Provided text:
>> Begin
I just revel in all this holiday time, especially when talking to poor work-worn Americans with their miserly fortnight a year. Tee-hee.

I relish the two-month summer go-slow when everyone is either just going away, is away all month, or has only just got back from being away all month. 

In all cases it means they cannot be expected to do any serious work. So that takes care of July and August.

Then there is the autumn strikes season at the end of September, and every self-respecting person spends at least one day outdoors yelling a bit and working up an appetite for hot chestnuts and red wine. Yum. 

I cannot remember what I demonstrated about last year, but we had chocolate biscuits.

This eases gently into Christmas which, I am thrilled to note, is rapidly morphing into a generalised two-week hibernation during which the entire population goes goblin-mode. (If you do not know, this is teen slang for hanging out in trackies and thick bed socks mindlessly scrolling and snacking... needless to say I am all for that.)
>> End
Extracted material:
>> Begin
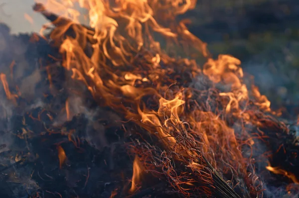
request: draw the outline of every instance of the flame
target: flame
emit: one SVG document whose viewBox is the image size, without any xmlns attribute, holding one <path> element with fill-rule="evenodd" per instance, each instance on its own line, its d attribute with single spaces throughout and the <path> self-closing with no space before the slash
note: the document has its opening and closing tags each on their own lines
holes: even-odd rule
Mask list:
<svg viewBox="0 0 299 198">
<path fill-rule="evenodd" d="M 31 24 L 33 24 L 33 19 L 27 13 L 25 13 L 24 14 L 24 17 Z"/>
<path fill-rule="evenodd" d="M 67 120 L 70 120 L 70 106 L 69 104 L 68 99 L 65 101 L 65 111 L 66 112 Z"/>
<path fill-rule="evenodd" d="M 214 170 L 209 172 L 204 168 L 210 165 L 229 175 L 233 186 L 238 185 L 238 178 L 242 177 L 246 183 L 242 185 L 258 197 L 261 191 L 256 184 L 258 177 L 253 173 L 254 160 L 245 157 L 241 148 L 247 145 L 252 150 L 257 144 L 255 139 L 262 138 L 262 135 L 250 134 L 246 126 L 262 126 L 260 120 L 265 118 L 260 114 L 271 112 L 271 103 L 256 87 L 245 84 L 240 60 L 227 55 L 211 58 L 206 44 L 188 30 L 188 21 L 176 21 L 177 15 L 193 9 L 196 2 L 48 0 L 44 5 L 36 4 L 34 9 L 47 18 L 53 17 L 51 11 L 59 15 L 54 17 L 55 27 L 49 37 L 59 48 L 61 64 L 72 72 L 71 78 L 84 83 L 100 105 L 111 107 L 161 143 L 159 158 L 154 156 L 152 161 L 163 159 L 159 165 L 154 164 L 161 168 L 162 174 L 178 192 L 189 197 L 192 189 L 212 197 L 205 187 L 197 188 L 198 184 L 212 185 Z M 89 27 L 80 24 L 82 16 L 76 4 L 88 11 Z M 74 33 L 68 34 L 70 30 Z M 177 49 L 183 51 L 176 52 Z M 193 59 L 168 55 L 174 52 L 177 56 Z M 196 60 L 202 57 L 206 61 L 201 69 Z M 186 71 L 189 76 L 185 76 Z M 49 67 L 47 71 L 52 87 Z M 197 77 L 204 77 L 208 86 L 203 83 L 203 88 L 197 89 L 186 80 Z M 0 77 L 7 98 L 14 99 L 5 75 Z M 148 98 L 152 100 L 152 106 L 145 99 Z M 67 100 L 68 120 L 69 105 Z M 70 132 L 68 135 L 77 146 L 74 135 Z M 147 145 L 148 150 L 150 146 Z M 60 146 L 58 150 L 61 168 L 66 156 Z M 150 152 L 141 155 L 150 155 Z M 137 190 L 142 167 L 148 168 L 142 166 L 144 160 L 140 160 L 137 155 L 131 193 Z M 178 175 L 173 161 L 189 169 Z M 267 168 L 295 179 L 285 171 Z"/>
<path fill-rule="evenodd" d="M 133 162 L 133 176 L 132 177 L 132 184 L 129 192 L 133 193 L 138 189 L 138 185 L 140 183 L 143 168 L 137 156 L 135 156 Z"/>
<path fill-rule="evenodd" d="M 58 151 L 58 158 L 59 159 L 59 167 L 62 169 L 62 166 L 65 163 L 66 155 L 61 146 L 59 145 L 57 147 L 57 150 Z"/>
</svg>

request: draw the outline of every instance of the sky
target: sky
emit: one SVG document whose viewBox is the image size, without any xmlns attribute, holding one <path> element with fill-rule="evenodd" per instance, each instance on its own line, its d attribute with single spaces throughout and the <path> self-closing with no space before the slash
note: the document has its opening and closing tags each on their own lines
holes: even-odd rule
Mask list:
<svg viewBox="0 0 299 198">
<path fill-rule="evenodd" d="M 33 12 L 34 0 L 0 0 L 0 22 L 4 22 L 11 28 L 11 32 L 38 32 L 47 21 L 41 14 Z M 24 14 L 32 18 L 31 24 Z"/>
</svg>

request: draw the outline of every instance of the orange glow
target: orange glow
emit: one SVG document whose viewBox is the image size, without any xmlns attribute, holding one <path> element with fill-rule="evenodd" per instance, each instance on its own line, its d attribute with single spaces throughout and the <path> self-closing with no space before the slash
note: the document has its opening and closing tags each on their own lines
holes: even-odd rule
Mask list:
<svg viewBox="0 0 299 198">
<path fill-rule="evenodd" d="M 65 111 L 66 112 L 66 119 L 70 120 L 70 106 L 69 104 L 68 99 L 65 101 Z"/>
<path fill-rule="evenodd" d="M 132 176 L 132 184 L 129 192 L 133 193 L 136 191 L 139 188 L 138 185 L 141 182 L 141 177 L 143 171 L 142 167 L 139 161 L 139 158 L 137 156 L 135 156 L 133 162 L 133 176 Z"/>
<path fill-rule="evenodd" d="M 26 20 L 29 21 L 29 22 L 30 23 L 31 25 L 33 24 L 33 19 L 27 13 L 25 13 L 24 14 L 24 17 L 25 18 L 25 19 L 26 19 Z"/>
<path fill-rule="evenodd" d="M 257 87 L 245 84 L 240 60 L 228 55 L 212 59 L 206 44 L 188 30 L 188 21 L 176 21 L 178 15 L 194 8 L 196 0 L 46 1 L 34 10 L 46 17 L 50 11 L 59 14 L 52 22 L 55 27 L 49 36 L 62 55 L 59 63 L 72 72 L 72 80 L 86 86 L 99 105 L 111 107 L 158 142 L 163 151 L 160 157 L 164 158 L 159 168 L 169 170 L 161 175 L 172 181 L 176 191 L 188 197 L 190 192 L 199 191 L 198 184 L 212 185 L 212 173 L 204 170 L 210 165 L 217 171 L 230 174 L 232 186 L 238 185 L 237 179 L 241 177 L 254 181 L 246 185 L 259 197 L 261 191 L 253 187 L 258 177 L 249 170 L 254 160 L 245 157 L 242 147 L 248 146 L 252 151 L 258 144 L 256 139 L 266 136 L 261 131 L 253 135 L 246 127 L 261 126 L 261 120 L 266 119 L 263 113 L 273 113 L 271 103 Z M 88 11 L 88 26 L 80 24 L 82 16 L 77 4 Z M 74 32 L 72 36 L 68 35 L 70 29 Z M 198 65 L 198 58 L 205 63 Z M 46 69 L 52 88 L 50 66 Z M 202 77 L 208 85 L 202 89 L 192 87 L 189 81 Z M 1 79 L 7 98 L 13 98 L 5 75 Z M 65 101 L 68 120 L 69 102 Z M 75 134 L 69 131 L 68 139 L 78 147 Z M 136 155 L 134 161 L 130 193 L 139 189 L 142 172 L 148 168 L 144 156 L 151 153 L 136 152 L 140 159 Z M 66 156 L 60 146 L 58 153 L 61 168 Z M 179 176 L 173 173 L 173 162 L 178 161 L 188 169 Z M 267 167 L 296 179 L 291 173 Z M 201 190 L 212 194 L 204 188 Z"/>
<path fill-rule="evenodd" d="M 1 81 L 2 82 L 2 84 L 3 85 L 3 87 L 5 91 L 6 97 L 8 99 L 11 100 L 14 103 L 16 104 L 15 99 L 18 98 L 18 96 L 16 94 L 11 94 L 9 91 L 8 84 L 6 79 L 6 75 L 4 74 L 0 74 L 0 79 L 1 79 Z"/>
<path fill-rule="evenodd" d="M 292 181 L 295 184 L 299 184 L 299 180 L 296 178 L 296 176 L 292 173 L 289 173 L 287 171 L 281 169 L 279 167 L 272 167 L 270 166 L 267 166 L 266 168 L 269 171 L 273 173 L 279 175 L 283 175 Z"/>
<path fill-rule="evenodd" d="M 63 150 L 61 146 L 58 146 L 57 150 L 58 151 L 58 158 L 59 159 L 59 167 L 60 169 L 62 169 L 62 166 L 65 163 L 66 155 L 65 155 L 64 150 Z"/>
</svg>

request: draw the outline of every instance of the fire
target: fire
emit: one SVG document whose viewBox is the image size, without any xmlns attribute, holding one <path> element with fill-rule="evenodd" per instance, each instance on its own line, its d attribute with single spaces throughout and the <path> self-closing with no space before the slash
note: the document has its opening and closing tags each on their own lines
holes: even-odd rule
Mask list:
<svg viewBox="0 0 299 198">
<path fill-rule="evenodd" d="M 273 118 L 270 101 L 258 88 L 245 84 L 240 60 L 228 55 L 213 59 L 206 44 L 188 30 L 188 21 L 176 21 L 196 2 L 48 0 L 33 8 L 54 25 L 43 36 L 59 48 L 58 65 L 71 73 L 72 82 L 85 85 L 99 106 L 130 123 L 130 132 L 124 129 L 124 135 L 131 140 L 126 143 L 132 149 L 129 152 L 136 154 L 131 194 L 142 188 L 145 171 L 185 197 L 239 197 L 235 189 L 244 197 L 262 197 L 259 174 L 266 169 L 298 184 L 294 174 L 282 169 L 256 168 L 257 161 L 269 163 L 276 153 L 271 138 L 278 135 L 272 127 L 282 134 L 288 134 L 288 128 Z M 88 13 L 82 16 L 75 5 Z M 82 16 L 89 26 L 80 24 Z M 41 33 L 49 28 L 45 25 Z M 197 62 L 203 59 L 200 66 Z M 54 93 L 51 67 L 46 67 L 47 80 Z M 16 102 L 18 96 L 9 91 L 6 76 L 0 78 L 7 98 Z M 67 121 L 75 114 L 70 101 L 62 107 Z M 264 131 L 267 127 L 269 134 Z M 61 133 L 84 152 L 79 148 L 85 143 L 80 143 L 75 130 Z M 262 159 L 260 142 L 269 150 Z M 67 157 L 61 146 L 57 150 L 62 169 Z M 116 195 L 116 190 L 111 197 Z"/>
<path fill-rule="evenodd" d="M 57 150 L 58 151 L 58 158 L 59 159 L 59 167 L 62 169 L 62 166 L 65 163 L 66 155 L 61 146 L 59 145 L 57 147 Z"/>
<path fill-rule="evenodd" d="M 78 25 L 79 13 L 74 7 L 76 2 L 88 10 L 91 28 Z M 203 170 L 202 163 L 210 164 L 219 171 L 234 167 L 238 171 L 231 171 L 232 178 L 244 176 L 246 181 L 256 180 L 257 176 L 252 173 L 254 171 L 249 171 L 252 167 L 249 165 L 251 159 L 244 157 L 240 150 L 244 144 L 254 146 L 255 141 L 244 128 L 240 128 L 242 132 L 236 131 L 224 118 L 230 116 L 240 120 L 236 123 L 240 125 L 258 124 L 257 120 L 252 119 L 253 113 L 247 110 L 251 98 L 260 110 L 270 111 L 267 98 L 255 87 L 248 89 L 244 84 L 239 60 L 226 55 L 219 55 L 217 60 L 210 58 L 206 44 L 187 29 L 186 21 L 178 23 L 173 20 L 176 15 L 193 9 L 195 2 L 194 0 L 183 2 L 179 0 L 117 0 L 113 2 L 52 0 L 48 0 L 44 7 L 40 5 L 35 7 L 46 17 L 50 15 L 48 10 L 55 8 L 65 17 L 64 22 L 59 17 L 53 22 L 56 27 L 50 37 L 60 47 L 64 56 L 62 65 L 72 71 L 73 79 L 85 83 L 99 103 L 113 107 L 156 137 L 163 149 L 175 153 L 173 160 L 181 161 L 192 171 L 202 172 L 204 176 L 202 178 L 190 178 L 187 182 L 182 179 L 185 174 L 185 177 L 190 177 L 186 173 L 181 173 L 181 179 L 176 179 L 177 183 L 173 186 L 185 196 L 189 193 L 183 187 L 184 184 L 189 184 L 188 188 L 196 188 L 196 183 L 212 183 L 207 171 Z M 64 36 L 71 28 L 75 36 Z M 162 47 L 155 40 L 153 34 L 164 38 L 166 46 Z M 84 51 L 88 43 L 92 49 L 90 54 Z M 193 51 L 206 58 L 202 70 L 195 61 L 185 59 L 180 60 L 185 68 L 179 65 L 163 67 L 163 64 L 174 65 L 177 61 L 163 50 L 185 49 L 186 46 L 189 47 L 184 52 L 186 55 Z M 144 53 L 144 57 L 135 55 L 140 53 Z M 167 79 L 167 75 L 184 70 L 192 71 L 193 78 L 205 75 L 220 91 L 211 88 L 206 88 L 207 92 L 194 90 L 183 82 L 176 84 Z M 158 106 L 155 110 L 143 100 L 144 97 L 152 96 Z M 197 103 L 198 97 L 205 99 L 205 103 Z M 213 105 L 213 100 L 219 101 L 221 107 Z M 68 105 L 67 101 L 68 119 Z M 198 160 L 202 158 L 205 162 Z M 140 166 L 136 157 L 131 193 L 136 191 L 139 182 Z M 173 168 L 170 162 L 167 166 L 170 170 Z M 171 171 L 164 174 L 174 179 Z M 237 182 L 234 182 L 237 185 Z M 256 185 L 248 182 L 249 186 Z"/>
<path fill-rule="evenodd" d="M 24 17 L 27 20 L 31 25 L 33 24 L 33 19 L 27 13 L 24 14 Z"/>
<path fill-rule="evenodd" d="M 0 74 L 0 79 L 2 82 L 6 97 L 8 99 L 11 100 L 14 104 L 16 104 L 16 99 L 18 98 L 18 96 L 16 94 L 12 94 L 9 91 L 6 75 L 4 74 Z"/>
<path fill-rule="evenodd" d="M 137 156 L 135 156 L 133 162 L 133 176 L 132 177 L 132 184 L 129 191 L 133 193 L 138 189 L 138 184 L 140 183 L 141 177 L 143 171 L 143 168 L 140 164 L 139 159 Z"/>
</svg>

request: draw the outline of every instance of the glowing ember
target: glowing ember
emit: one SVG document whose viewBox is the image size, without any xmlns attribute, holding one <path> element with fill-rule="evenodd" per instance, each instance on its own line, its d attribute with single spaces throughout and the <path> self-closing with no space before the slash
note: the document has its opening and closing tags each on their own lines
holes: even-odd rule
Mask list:
<svg viewBox="0 0 299 198">
<path fill-rule="evenodd" d="M 65 163 L 66 155 L 65 155 L 64 150 L 63 150 L 61 146 L 59 145 L 57 147 L 57 150 L 58 151 L 58 158 L 59 159 L 59 167 L 60 169 L 62 169 L 62 166 Z"/>
<path fill-rule="evenodd" d="M 138 185 L 140 182 L 140 179 L 142 173 L 142 168 L 139 159 L 137 156 L 135 157 L 133 162 L 133 176 L 132 177 L 132 184 L 130 192 L 133 193 L 138 189 Z"/>
<path fill-rule="evenodd" d="M 272 167 L 268 166 L 266 168 L 269 171 L 272 172 L 276 174 L 283 175 L 292 180 L 295 184 L 299 184 L 299 180 L 296 178 L 296 176 L 292 173 L 289 173 L 283 169 L 280 169 L 279 167 Z"/>
<path fill-rule="evenodd" d="M 188 21 L 175 20 L 195 4 L 195 0 L 49 0 L 34 5 L 34 10 L 54 25 L 45 25 L 41 32 L 61 56 L 49 55 L 56 63 L 45 66 L 49 91 L 43 96 L 45 100 L 54 98 L 55 102 L 60 94 L 67 97 L 63 95 L 58 105 L 41 104 L 42 110 L 35 116 L 27 114 L 42 123 L 41 134 L 46 137 L 43 141 L 56 135 L 61 138 L 55 144 L 59 145 L 60 169 L 67 160 L 61 142 L 70 144 L 78 155 L 85 153 L 87 142 L 101 151 L 109 147 L 112 153 L 115 145 L 106 136 L 115 136 L 111 139 L 124 143 L 126 152 L 135 155 L 131 194 L 145 188 L 141 178 L 145 171 L 167 183 L 169 192 L 184 197 L 262 197 L 260 176 L 267 170 L 299 184 L 291 172 L 265 166 L 272 164 L 280 151 L 286 154 L 280 141 L 290 131 L 275 118 L 278 115 L 258 88 L 245 84 L 241 61 L 228 55 L 213 59 L 206 44 L 188 30 Z M 75 5 L 88 14 L 82 16 Z M 89 26 L 79 23 L 83 16 Z M 34 37 L 31 41 L 39 40 Z M 196 62 L 203 59 L 201 67 Z M 71 77 L 67 85 L 55 82 L 55 69 Z M 9 91 L 5 75 L 0 78 L 7 99 L 17 104 L 18 95 Z M 82 107 L 84 99 L 89 104 L 91 100 L 87 92 L 93 99 L 92 110 Z M 80 99 L 78 103 L 70 95 Z M 93 119 L 98 110 L 94 105 L 116 115 L 101 109 L 100 118 Z M 67 120 L 57 123 L 61 112 Z M 87 126 L 81 126 L 74 115 L 83 112 L 88 117 Z M 102 124 L 102 117 L 109 121 Z M 51 122 L 54 120 L 55 124 Z M 78 126 L 70 129 L 70 123 Z M 114 125 L 117 129 L 107 129 Z M 123 132 L 118 133 L 120 128 Z M 37 138 L 40 134 L 32 135 Z M 68 165 L 69 160 L 76 159 L 70 153 Z M 93 156 L 91 161 L 113 169 L 105 159 Z M 72 175 L 76 171 L 66 171 L 67 186 L 77 188 L 81 182 L 85 188 L 89 180 L 95 179 L 90 171 L 95 166 L 88 165 L 86 171 L 77 171 L 86 172 L 84 182 Z M 128 178 L 123 176 L 123 181 Z M 105 183 L 104 189 L 109 184 Z M 114 187 L 111 198 L 122 193 L 118 190 L 122 187 Z"/>
</svg>

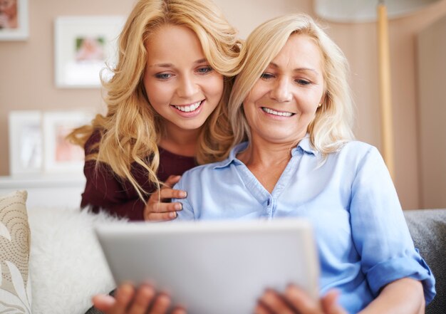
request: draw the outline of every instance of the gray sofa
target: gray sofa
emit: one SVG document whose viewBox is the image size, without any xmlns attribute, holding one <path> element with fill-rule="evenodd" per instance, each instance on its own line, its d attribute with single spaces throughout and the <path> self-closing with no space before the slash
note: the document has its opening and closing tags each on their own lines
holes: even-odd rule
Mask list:
<svg viewBox="0 0 446 314">
<path fill-rule="evenodd" d="M 437 295 L 426 314 L 446 314 L 446 209 L 404 211 L 415 246 L 435 277 Z"/>
</svg>

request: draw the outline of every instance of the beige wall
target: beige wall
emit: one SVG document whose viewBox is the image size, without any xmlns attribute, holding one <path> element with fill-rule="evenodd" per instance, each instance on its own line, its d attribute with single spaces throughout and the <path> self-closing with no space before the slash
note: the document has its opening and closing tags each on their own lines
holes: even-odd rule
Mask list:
>> End
Requirement A:
Answer these from the text on holiday time:
(i) Which months does the summer go-slow take care of?
(ii) What does the writer remember having at last year's demonstration?
(iii) According to the text, what does "goblin-mode" mean?
Requirement B: Continue the text on holiday time from its last sentence, keeping the same tone.

Final answer A:
(i) July and August.
(ii) Chocolate biscuits.
(iii) It is teen slang for hanging out in trackies and thick bed socks, mindlessly scrolling and snacking.

Final answer B:
I discovered a new one in January, too. Businesses which are on a roll and making peak profit during 'la belle saison' have to compensate for missing their summer holidays somehow, so now it is also okay to take the whole of January off. OMG, I love France.

Long weekends

Obviously the February school holidays are fair game and ditto Easter – a weekend with 'maman' – which brings us neatly to the glorious, fabulous month of May when almost every weekend is long and your boss is not allowed to phone and ask why you are not in the office.

I used to spend these extended weekends in Annecy or the Alps, but the best destinations tend to get crowded and I have no sooner established a comfortable routine of wandering between the restaurant and the hotel than it is time to go home. 

So I have found myself reverting to type. 

Yes, dutifully following in my father's footsteps I am using these mini-holidays to do up the guest bedroom – which currently resembles a Budapest ruin-bar. 

It needs urgent attention, but needless to say I am not sacrificing my actual summer holidays to get it looking shipshape and shiny. No way. 

I do not mind giving up a long weekend though. Three or four days is enough to get in there, rip off some wallpaper, paint a windowsill or two, realise that the ceiling needs replastering and give up. 

I reckon if I do that two to three times during May, it will make a real difference in the spare room. Whether or not that difference will be positive, I leave you to judge.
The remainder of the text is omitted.